> [Work to complete] Below are records; how many of their lines contain "police"? Reply with the number and no other words.

─── Provided information

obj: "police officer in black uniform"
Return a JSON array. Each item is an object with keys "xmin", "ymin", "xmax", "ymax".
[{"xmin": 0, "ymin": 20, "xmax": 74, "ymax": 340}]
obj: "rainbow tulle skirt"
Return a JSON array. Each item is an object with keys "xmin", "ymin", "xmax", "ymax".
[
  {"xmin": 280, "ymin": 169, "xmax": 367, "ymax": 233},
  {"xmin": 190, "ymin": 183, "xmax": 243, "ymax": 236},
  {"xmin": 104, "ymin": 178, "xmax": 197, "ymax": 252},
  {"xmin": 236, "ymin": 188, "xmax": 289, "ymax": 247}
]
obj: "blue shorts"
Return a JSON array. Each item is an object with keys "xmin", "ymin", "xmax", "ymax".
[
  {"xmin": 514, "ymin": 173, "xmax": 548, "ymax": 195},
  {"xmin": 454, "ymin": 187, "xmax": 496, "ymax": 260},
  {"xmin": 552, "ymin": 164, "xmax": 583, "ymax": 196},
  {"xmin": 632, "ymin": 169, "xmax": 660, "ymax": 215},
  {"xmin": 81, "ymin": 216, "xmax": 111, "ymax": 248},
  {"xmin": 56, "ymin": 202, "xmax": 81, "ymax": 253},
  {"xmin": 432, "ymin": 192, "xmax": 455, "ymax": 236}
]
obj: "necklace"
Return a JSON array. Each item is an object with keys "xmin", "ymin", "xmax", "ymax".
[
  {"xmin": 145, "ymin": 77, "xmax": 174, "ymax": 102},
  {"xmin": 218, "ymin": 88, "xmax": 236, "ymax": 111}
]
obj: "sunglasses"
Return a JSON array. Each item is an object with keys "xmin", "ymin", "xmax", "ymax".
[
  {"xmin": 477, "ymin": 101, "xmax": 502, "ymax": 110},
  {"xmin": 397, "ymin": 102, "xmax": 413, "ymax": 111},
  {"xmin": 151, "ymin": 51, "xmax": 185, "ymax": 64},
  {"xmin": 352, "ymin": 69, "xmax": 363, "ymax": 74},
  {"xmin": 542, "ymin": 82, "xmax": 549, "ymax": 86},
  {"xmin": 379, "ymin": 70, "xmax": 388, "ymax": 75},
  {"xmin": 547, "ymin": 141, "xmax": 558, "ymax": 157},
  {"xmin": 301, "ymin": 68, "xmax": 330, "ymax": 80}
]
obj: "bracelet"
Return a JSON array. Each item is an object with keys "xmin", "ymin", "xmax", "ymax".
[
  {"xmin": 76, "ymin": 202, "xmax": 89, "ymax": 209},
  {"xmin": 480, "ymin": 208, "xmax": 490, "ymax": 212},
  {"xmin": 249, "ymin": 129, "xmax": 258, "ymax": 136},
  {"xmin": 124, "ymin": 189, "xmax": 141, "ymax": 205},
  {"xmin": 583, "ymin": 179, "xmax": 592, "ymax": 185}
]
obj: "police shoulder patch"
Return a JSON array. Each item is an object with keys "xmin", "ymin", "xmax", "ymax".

──────

> [Worked solution] 2